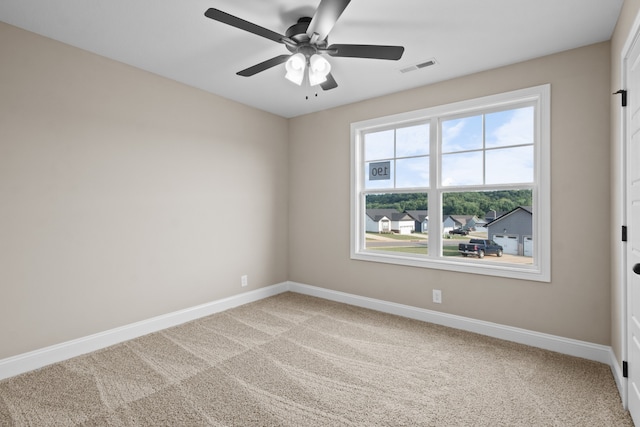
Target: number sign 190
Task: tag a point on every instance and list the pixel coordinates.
(379, 171)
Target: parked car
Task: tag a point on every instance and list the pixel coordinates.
(480, 248)
(461, 231)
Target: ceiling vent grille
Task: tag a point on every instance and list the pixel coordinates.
(422, 64)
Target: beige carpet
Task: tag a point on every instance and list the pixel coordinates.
(293, 360)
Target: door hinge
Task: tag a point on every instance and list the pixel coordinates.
(624, 96)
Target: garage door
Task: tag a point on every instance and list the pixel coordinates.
(509, 243)
(528, 246)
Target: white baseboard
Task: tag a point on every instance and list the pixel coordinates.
(36, 359)
(583, 349)
(621, 381)
(25, 362)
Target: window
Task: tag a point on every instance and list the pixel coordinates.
(463, 186)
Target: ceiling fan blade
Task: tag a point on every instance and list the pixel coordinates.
(325, 17)
(248, 72)
(218, 15)
(329, 84)
(366, 51)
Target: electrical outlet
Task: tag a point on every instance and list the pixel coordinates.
(437, 296)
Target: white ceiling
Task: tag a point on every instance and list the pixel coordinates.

+--

Aim of the task
Repeat all the material above exactly, apart from the pictures.

Exercise response
Target: number sign 190
Task: tag a point on every instance and list the pixel coordinates.
(379, 171)
Target: parked car
Task: tag a point on every instance and list the pixel coordinates.
(480, 248)
(461, 231)
Target: ceiling vent grille
Task: tag a point on every instance and list the pixel coordinates.
(422, 64)
Target: beige carpet
Task: tag a point on every instance and list the pixel coordinates.
(293, 360)
Target: door hinge
Task: tag a point on every instance and list the pixel coordinates.
(624, 96)
Target: garage door
Task: tag a point on every instance and list the pixel coordinates.
(509, 243)
(528, 246)
Target: white baseboard
Task: tag a point on every instance and list the pixel coordinates.
(36, 359)
(583, 349)
(621, 381)
(25, 362)
Target: window
Task: tag a point on every instance and list the pixel coordinates.
(463, 186)
Target: ceiling fan blade
Task: tag a point on every instance and list the pixel coordinates.
(325, 17)
(248, 72)
(218, 15)
(329, 84)
(366, 51)
Target: electrical outlet
Task: tag a point on every instance and list the pixel coordinates.
(437, 296)
Target: white ceiling
Task: tag a point on every instance and list the pixel coordinates.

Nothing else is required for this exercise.